◆ OBJECTIVE:
Rewrite the lines below as a numbered list, omitting any blank lines and leaving out the pictures.

◆ LISTED ENTRIES:
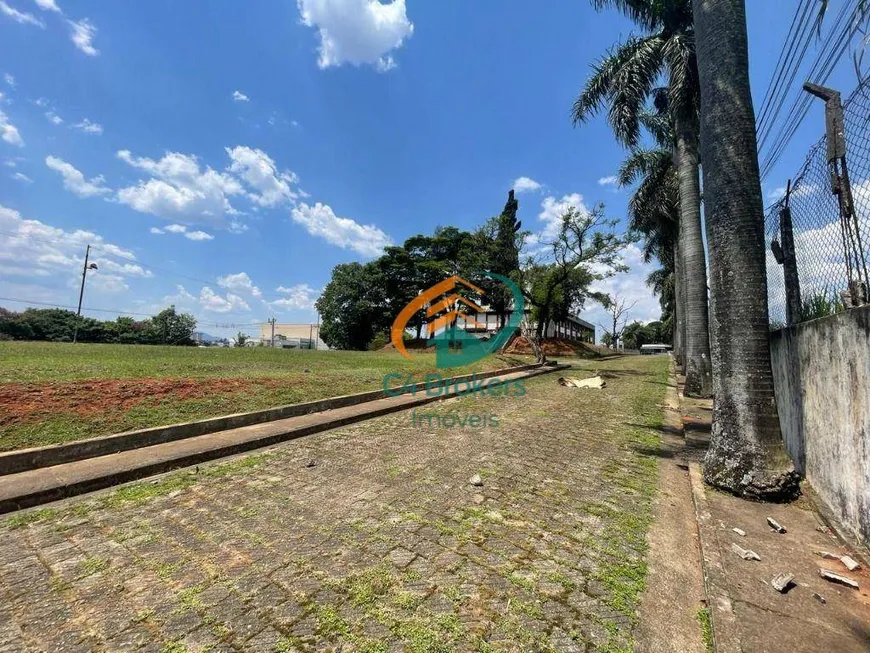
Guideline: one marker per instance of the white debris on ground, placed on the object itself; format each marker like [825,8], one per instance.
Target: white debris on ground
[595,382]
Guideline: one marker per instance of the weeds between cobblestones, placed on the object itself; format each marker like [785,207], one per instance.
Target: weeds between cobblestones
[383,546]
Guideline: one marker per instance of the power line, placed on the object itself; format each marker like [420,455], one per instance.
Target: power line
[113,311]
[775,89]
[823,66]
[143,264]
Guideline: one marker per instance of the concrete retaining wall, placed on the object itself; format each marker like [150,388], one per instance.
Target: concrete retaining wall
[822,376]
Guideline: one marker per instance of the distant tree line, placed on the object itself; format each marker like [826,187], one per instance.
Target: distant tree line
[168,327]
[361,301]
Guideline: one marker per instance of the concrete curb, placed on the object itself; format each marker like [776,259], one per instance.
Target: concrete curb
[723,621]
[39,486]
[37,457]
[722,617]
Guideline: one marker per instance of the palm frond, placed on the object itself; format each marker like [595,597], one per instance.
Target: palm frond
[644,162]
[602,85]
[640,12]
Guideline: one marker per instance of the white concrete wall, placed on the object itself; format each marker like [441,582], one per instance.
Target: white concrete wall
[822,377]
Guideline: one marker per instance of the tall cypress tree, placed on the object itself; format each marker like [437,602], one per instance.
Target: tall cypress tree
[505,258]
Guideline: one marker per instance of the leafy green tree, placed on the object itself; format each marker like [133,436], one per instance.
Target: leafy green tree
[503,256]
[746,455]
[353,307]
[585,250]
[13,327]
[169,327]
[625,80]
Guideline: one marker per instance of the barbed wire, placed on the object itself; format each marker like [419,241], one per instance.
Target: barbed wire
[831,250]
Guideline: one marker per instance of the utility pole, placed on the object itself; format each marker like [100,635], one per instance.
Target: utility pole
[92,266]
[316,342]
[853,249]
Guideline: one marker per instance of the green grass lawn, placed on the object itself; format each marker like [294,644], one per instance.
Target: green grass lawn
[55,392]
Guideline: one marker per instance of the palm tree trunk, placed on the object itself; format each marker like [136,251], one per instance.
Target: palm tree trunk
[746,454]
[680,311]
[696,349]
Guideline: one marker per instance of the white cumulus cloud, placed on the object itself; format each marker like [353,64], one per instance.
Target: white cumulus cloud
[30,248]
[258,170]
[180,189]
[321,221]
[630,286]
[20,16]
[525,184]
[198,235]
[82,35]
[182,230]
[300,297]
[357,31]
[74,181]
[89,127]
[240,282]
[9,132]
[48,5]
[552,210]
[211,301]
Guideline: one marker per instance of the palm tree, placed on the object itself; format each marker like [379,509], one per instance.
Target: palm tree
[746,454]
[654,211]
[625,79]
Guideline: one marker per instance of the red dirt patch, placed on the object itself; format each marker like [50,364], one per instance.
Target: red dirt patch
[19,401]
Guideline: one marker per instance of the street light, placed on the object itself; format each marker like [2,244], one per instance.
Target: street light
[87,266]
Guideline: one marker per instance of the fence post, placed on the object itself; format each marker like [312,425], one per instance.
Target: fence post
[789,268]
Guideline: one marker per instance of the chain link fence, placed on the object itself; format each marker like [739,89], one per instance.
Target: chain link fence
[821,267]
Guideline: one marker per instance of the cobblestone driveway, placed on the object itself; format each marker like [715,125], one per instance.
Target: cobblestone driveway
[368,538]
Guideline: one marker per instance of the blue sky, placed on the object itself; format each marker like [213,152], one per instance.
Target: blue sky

◆ ANSWER TO THE PROBLEM:
1. Guideline: one marker per instance of the white debris on ground, placed on the object itself; format each marker like [825,8], one per instance.
2. Target: white debris on ground
3. [595,382]
4. Guideline: one marker per instance of the weeds between cobblestones, placed on the object itself; format each marker like [785,207], one per instance.
5. Target: weeds between cobblestones
6. [383,546]
7. Guideline: one marker per instance of the power line, placed on the object itself; format each marker like [420,455], one per instance.
8. Target: power line
9. [113,311]
10. [775,89]
11. [823,66]
12. [143,264]
13. Guideline: one marker per instance of the concrete retaining wall, placed on the object itself; format each marker like [150,388], one per instance.
14. Target: concrete retaining wall
15. [822,376]
16. Guideline: one marker per instance of the distant tree line, placed on the object itself; format each marker like [826,187], one per instance.
17. Target: distant tree line
18. [168,327]
19. [361,301]
20. Guideline: one marker per instance of the concrete curb, placed on the object itself; format each marker like [776,259], one per instance.
21. Target: concrete curb
22. [723,621]
23. [39,486]
24. [37,457]
25. [722,617]
26. Guideline: one marker per instance of the palm frond, placed on the object itself; format each marker like [595,597], one per instance.
27. Target: palm frond
28. [644,162]
29. [602,85]
30. [640,12]
31. Guideline: one marker per instance of the white concrete wall, placed on the object itself; format each marker like [441,582], one per instance.
32. Target: white concrete wall
33. [822,377]
34. Guideline: one marker per instance of the tall cypress tree, placed on the object itself; format each marker like [437,602], one per instance.
35. Target: tall cypress tree
36. [505,258]
37. Guideline: one marker per instance of the leafy green tree, placed on the object itself; format each marker like [133,436], one per instance.
38. Target: leafy green tree
39. [503,256]
40. [746,455]
41. [353,307]
42. [585,250]
43. [13,327]
44. [169,327]
45. [625,80]
46. Guideline: one marker per instance of the barbed wire, placed on the object itself; format each marker like [419,241], one per instance.
47. Target: barbed wire
48. [831,250]
49. Guideline: one marker per instance of the utility pole, placed on the object itself; format each marker like [100,635], one per instance.
50. Target: utility pole
51. [92,266]
52. [316,342]
53. [853,249]
54. Guideline: one marker per instance of the green grass lawn, placed on the object itself; format each marker like [294,644], one per instance.
55. Target: green grass lawn
56. [55,392]
57. Guideline: one marker per instance of the palm tree trunk, placed on the object itself; format each marker like [136,251], one per instance.
58. Target: palm tree trunk
59. [746,454]
60. [680,311]
61. [696,349]
62. Guideline: one marker per instance of the white cumulus cloud, placed on the object itself; format each marker like [353,64], one per instance.
63. Target: white cumulus cloud
64. [30,248]
65. [258,170]
66. [180,189]
67. [321,221]
68. [630,286]
69. [20,16]
70. [525,184]
71. [198,235]
72. [82,35]
73. [182,230]
74. [300,297]
75. [357,31]
76. [74,181]
77. [89,127]
78. [240,282]
79. [9,132]
80. [48,5]
81. [552,210]
82. [211,301]
83. Guideline: one marker per instance of the palm tree, placed on the object itself; format each marker like [379,509], one per instance.
84. Target: palm tree
85. [746,454]
86. [654,211]
87. [625,79]
88. Guideline: one marker per instance of the red dirt patch, placed on the object itself; format each marker like [50,364], one per instance.
89. Target: red dirt patch
90. [19,401]
91. Guideline: one marker per instance of the street light, placed on the object itself; format each marker like [2,244], one per instance.
92. Target: street light
93. [87,266]
94. Guideline: one marker per instance of the fence post, placed on the object itself; format each marker like [312,425], one per instance.
95. Target: fence post
96. [789,268]
97. Guideline: one marker per instance of the chain link fence, placed on the object itself; format each marker like [739,89], one per instance.
98. Target: chain link fence
99. [821,267]
100. Guideline: one marker per instance of the cobblestone driveway, placed on the object itself; format each marker like [715,125], one per instance.
101. Target: cobblestone driveway
102. [368,538]
103. Guideline: one marker per instance of the blue sky, placed on the object itself; format each marker like [213,152], one per instance.
104. Target: blue sky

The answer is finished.